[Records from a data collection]
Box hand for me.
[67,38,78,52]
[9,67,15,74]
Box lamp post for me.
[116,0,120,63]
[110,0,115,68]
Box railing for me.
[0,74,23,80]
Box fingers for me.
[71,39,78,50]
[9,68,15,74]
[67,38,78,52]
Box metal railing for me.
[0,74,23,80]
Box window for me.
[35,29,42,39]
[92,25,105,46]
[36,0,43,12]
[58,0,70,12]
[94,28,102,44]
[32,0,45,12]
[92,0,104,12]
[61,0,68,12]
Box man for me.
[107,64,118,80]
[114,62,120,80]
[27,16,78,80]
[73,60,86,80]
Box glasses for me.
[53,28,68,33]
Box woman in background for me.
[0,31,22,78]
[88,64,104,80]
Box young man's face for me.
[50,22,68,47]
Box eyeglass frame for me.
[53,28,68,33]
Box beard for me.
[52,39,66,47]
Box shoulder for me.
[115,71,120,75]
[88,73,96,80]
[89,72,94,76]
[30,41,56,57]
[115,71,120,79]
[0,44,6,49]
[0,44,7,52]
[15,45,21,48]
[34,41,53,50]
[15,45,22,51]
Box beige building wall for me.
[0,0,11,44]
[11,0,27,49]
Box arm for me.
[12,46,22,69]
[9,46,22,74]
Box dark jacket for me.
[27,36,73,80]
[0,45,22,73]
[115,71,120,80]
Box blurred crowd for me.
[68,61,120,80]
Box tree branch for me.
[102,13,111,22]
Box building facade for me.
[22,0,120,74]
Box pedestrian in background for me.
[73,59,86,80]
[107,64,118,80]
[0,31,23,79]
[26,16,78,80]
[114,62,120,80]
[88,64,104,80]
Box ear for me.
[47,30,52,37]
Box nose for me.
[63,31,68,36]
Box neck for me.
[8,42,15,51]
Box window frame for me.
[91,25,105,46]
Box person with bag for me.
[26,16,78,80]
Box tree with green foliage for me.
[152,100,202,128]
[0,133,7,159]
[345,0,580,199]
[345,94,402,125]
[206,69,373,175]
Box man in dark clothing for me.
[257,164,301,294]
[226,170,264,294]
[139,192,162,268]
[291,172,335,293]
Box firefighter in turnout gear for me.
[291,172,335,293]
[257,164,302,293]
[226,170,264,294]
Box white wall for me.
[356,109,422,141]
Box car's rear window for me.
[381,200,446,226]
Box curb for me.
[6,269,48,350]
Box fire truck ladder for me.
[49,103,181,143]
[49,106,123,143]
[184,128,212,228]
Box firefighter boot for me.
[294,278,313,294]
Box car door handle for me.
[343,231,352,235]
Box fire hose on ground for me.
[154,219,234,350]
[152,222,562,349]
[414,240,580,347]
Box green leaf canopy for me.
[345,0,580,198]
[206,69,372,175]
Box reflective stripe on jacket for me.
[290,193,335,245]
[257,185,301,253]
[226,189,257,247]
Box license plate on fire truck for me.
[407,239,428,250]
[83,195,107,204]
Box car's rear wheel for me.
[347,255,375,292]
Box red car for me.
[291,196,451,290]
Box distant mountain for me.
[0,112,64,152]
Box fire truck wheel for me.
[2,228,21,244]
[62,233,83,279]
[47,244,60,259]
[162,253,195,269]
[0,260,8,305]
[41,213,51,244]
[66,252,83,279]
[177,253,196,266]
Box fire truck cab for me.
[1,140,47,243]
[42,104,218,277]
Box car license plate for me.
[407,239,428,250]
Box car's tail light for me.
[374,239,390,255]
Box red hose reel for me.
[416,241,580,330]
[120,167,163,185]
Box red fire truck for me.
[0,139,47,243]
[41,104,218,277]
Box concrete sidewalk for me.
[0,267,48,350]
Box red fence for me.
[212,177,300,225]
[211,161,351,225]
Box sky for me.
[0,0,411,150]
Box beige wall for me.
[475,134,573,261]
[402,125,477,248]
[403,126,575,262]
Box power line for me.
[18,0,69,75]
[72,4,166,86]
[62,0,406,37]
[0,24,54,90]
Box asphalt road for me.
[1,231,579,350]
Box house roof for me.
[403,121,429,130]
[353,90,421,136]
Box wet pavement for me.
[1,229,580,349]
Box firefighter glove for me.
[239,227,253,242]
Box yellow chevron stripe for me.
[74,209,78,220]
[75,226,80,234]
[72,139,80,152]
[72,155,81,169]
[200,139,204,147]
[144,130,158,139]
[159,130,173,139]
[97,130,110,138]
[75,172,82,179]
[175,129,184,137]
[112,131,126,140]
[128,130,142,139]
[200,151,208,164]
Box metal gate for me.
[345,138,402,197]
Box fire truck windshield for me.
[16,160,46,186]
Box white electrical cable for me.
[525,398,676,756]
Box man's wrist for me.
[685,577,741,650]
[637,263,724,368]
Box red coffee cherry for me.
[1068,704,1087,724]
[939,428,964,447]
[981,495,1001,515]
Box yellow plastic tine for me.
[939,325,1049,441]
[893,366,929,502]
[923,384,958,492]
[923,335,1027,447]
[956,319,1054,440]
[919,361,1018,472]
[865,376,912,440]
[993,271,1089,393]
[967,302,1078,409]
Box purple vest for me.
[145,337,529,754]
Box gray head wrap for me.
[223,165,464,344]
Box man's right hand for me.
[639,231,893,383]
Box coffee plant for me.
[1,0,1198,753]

# About this task
The response must be an exact reproduction of all the entries.

# Task result
Box hand for me.
[67,38,78,52]
[9,67,15,74]
Box lamp post for me.
[116,0,120,63]
[110,0,115,68]
Box railing for me.
[0,74,23,80]
Box fingers for me.
[71,39,78,50]
[9,68,15,74]
[67,38,78,52]
Box metal railing for me.
[0,74,23,80]
Box window for me.
[35,29,42,39]
[92,25,105,46]
[36,0,43,12]
[58,0,70,12]
[94,28,102,44]
[32,0,45,12]
[92,0,104,12]
[61,0,68,12]
Box man for me.
[107,64,118,80]
[114,62,120,80]
[27,16,78,80]
[73,60,86,80]
Box glasses for me.
[53,28,68,33]
Box woman in background for me.
[0,31,22,78]
[88,64,104,80]
Box young man's face for me.
[50,22,68,47]
Box eyeglass frame for me.
[53,28,68,33]
Box beard for me.
[52,39,66,47]
Box shoulder for me.
[115,71,120,75]
[88,73,96,80]
[89,72,94,76]
[30,41,56,57]
[115,71,120,79]
[0,44,6,49]
[0,44,7,52]
[15,45,21,48]
[34,41,53,50]
[15,45,22,51]
Box beige building wall for me.
[0,0,11,44]
[11,0,27,49]
Box arm for me.
[12,46,22,69]
[9,46,22,74]
Box dark jacket for me.
[27,36,73,80]
[0,45,22,73]
[115,71,120,80]
Box blurred crowd for me.
[68,61,120,80]
Box tree branch for me.
[102,13,111,22]
Box building facade for me.
[22,0,120,74]
Box pedestrian in background for me.
[73,59,86,80]
[107,64,118,80]
[0,31,23,79]
[26,16,78,80]
[114,62,120,80]
[88,64,104,80]
Box ear for me.
[47,30,52,37]
Box nose for me.
[63,31,68,36]
Box neck for me.
[8,42,15,51]
Box window frame for me.
[91,25,105,46]
Box person with bag for me.
[26,16,78,80]
Box tree with green foliage for me.
[152,100,202,128]
[0,133,7,159]
[345,0,580,199]
[345,94,402,125]
[206,69,373,175]
Box man in dark clothing for me.
[257,164,301,294]
[226,170,264,294]
[139,192,162,268]
[291,172,335,293]
Box firefighter in turnout gear for me.
[291,172,335,293]
[257,164,302,293]
[226,170,264,294]
Box white wall for me.
[356,109,422,141]
Box car's rear window for me.
[381,200,446,226]
Box curb for me.
[6,269,48,350]
Box fire truck ladder for me.
[49,103,181,143]
[49,106,123,143]
[184,128,212,228]
Box firefighter boot for me.
[294,278,313,294]
Box car door handle for me.
[343,231,352,235]
Box fire hose on ground for me.
[154,219,234,350]
[152,222,562,349]
[414,240,580,347]
Box green leaf canopy for me.
[345,0,580,198]
[206,69,372,175]
Box reflective stripe on jacket for me.
[290,193,335,245]
[257,185,301,253]
[226,189,257,247]
Box license plate on fire truck for me.
[407,239,428,250]
[83,195,107,204]
Box car's rear wheel for me.
[347,255,375,292]
Box red car for me.
[291,196,451,290]
Box distant mountain for me.
[0,112,64,152]
Box fire truck wheel for me.
[2,228,21,244]
[62,233,83,279]
[47,244,60,259]
[162,253,195,269]
[0,260,8,305]
[41,213,51,244]
[66,252,83,279]
[177,253,196,266]
Box fire truck cab for me.
[1,140,47,243]
[42,104,218,277]
Box car license plate for me.
[407,239,428,250]
Box car's tail light for me.
[374,239,390,255]
Box red hose reel for me.
[416,241,580,330]
[120,167,163,185]
Box red fire truck for me.
[0,139,47,243]
[41,104,218,277]
Box concrete sidewalk for me.
[0,267,48,350]
Box red fence for me.
[212,177,300,225]
[211,161,351,225]
Box sky for me.
[0,0,411,150]
Box beige wall for me.
[475,134,573,261]
[402,125,477,248]
[403,126,575,262]
Box power line for me.
[18,0,69,75]
[72,4,166,86]
[62,0,406,37]
[0,24,54,90]
Box asphalt road for me.
[1,231,579,350]
Box house roof for me.
[403,121,429,130]
[353,90,421,136]
Box wet pavement for me.
[1,229,580,349]
Box firefighter glove for me.
[239,227,253,242]
Box yellow chevron stripe for me.
[74,209,78,220]
[75,226,80,234]
[72,139,80,152]
[72,155,81,169]
[200,139,204,147]
[144,130,158,139]
[159,130,173,139]
[97,130,110,138]
[75,172,82,179]
[175,129,184,137]
[112,131,126,140]
[128,130,142,139]
[200,151,208,164]
Box metal gate for me.
[345,138,402,197]
Box fire truck windshield for me.
[16,160,46,186]
Box white electrical cable for me.
[525,398,676,756]
Box man's wrist for me.
[685,577,741,650]
[637,263,724,368]
Box red coffee cherry for me.
[1068,704,1087,724]
[939,428,964,447]
[981,495,1001,515]
Box yellow plastic tine for me.
[939,325,1049,441]
[893,366,929,502]
[923,384,958,492]
[923,335,1027,447]
[956,319,1054,440]
[919,361,1018,472]
[865,376,912,440]
[993,271,1089,393]
[967,302,1078,409]
Box purple vest for me.
[145,337,529,754]
Box gray head wrap for me.
[223,165,464,344]
Box man's right hand for me.
[639,231,893,383]
Box coffee plant for me.
[1,0,1198,753]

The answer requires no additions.